Echo back, word for word, the lines of the records between the line holding "query (the noun phrase to segment): brick" and the end of the records, inclusive. Include nothing else.

• • • • •

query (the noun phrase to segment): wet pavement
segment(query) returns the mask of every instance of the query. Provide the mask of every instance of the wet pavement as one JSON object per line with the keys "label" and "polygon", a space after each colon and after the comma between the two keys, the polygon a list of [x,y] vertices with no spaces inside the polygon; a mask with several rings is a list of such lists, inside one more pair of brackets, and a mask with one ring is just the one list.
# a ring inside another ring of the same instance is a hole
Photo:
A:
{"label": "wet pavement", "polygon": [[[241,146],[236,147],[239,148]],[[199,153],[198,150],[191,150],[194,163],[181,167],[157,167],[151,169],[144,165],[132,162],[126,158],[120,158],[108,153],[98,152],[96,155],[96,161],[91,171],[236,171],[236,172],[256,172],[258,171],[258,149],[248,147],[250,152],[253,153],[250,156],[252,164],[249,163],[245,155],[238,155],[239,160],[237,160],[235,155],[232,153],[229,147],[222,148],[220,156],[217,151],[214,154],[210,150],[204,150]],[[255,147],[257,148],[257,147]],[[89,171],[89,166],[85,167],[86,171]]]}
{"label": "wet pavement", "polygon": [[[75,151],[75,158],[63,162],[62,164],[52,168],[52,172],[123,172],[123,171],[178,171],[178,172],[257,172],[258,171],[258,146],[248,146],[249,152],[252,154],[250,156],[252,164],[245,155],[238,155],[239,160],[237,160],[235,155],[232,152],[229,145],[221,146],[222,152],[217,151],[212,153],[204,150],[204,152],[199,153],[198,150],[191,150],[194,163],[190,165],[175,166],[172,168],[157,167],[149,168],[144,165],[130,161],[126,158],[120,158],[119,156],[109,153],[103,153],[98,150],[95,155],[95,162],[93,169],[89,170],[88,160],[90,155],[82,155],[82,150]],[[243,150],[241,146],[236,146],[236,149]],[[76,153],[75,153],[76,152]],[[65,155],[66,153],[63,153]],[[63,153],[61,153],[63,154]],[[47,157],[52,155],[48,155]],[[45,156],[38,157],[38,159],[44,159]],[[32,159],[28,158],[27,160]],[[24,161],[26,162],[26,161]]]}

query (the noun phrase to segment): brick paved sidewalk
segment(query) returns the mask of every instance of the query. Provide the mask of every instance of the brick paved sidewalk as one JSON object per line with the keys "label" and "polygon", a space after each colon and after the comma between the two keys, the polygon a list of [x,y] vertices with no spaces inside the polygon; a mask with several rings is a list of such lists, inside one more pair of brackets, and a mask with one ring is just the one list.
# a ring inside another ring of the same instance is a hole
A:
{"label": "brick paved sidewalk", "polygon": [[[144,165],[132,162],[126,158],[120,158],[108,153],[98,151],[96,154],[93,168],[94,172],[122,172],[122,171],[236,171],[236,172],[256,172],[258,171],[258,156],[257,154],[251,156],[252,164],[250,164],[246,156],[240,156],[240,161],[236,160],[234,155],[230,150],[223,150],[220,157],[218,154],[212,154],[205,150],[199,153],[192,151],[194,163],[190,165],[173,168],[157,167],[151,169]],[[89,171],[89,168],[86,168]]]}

• • • • •

### Worked solution
query (the noun phrase to segment): brick paved sidewalk
segment(query) returns the mask of every instance of the query. Provide the mask of every instance of the brick paved sidewalk as one JSON object per line with the keys "label" and "polygon", a space after each colon and after the comma between the two keys, the polygon a list of [x,y] vertices with no spaces inside the polygon; a mask with several rings is a list of such lists, inside one more pair of brackets, and a mask with one ring is just the one list.
# a ring inside another ring of the same instance is a hole
A:
{"label": "brick paved sidewalk", "polygon": [[[144,165],[132,162],[126,158],[120,158],[108,153],[98,151],[96,154],[93,168],[94,172],[122,172],[122,171],[236,171],[236,172],[256,172],[258,171],[258,156],[257,154],[251,156],[252,164],[250,164],[246,156],[240,156],[240,161],[236,160],[234,155],[230,150],[223,150],[220,157],[218,154],[212,154],[205,150],[199,153],[192,151],[194,163],[190,165],[173,168],[157,167],[151,169]],[[89,171],[89,168],[86,168]]]}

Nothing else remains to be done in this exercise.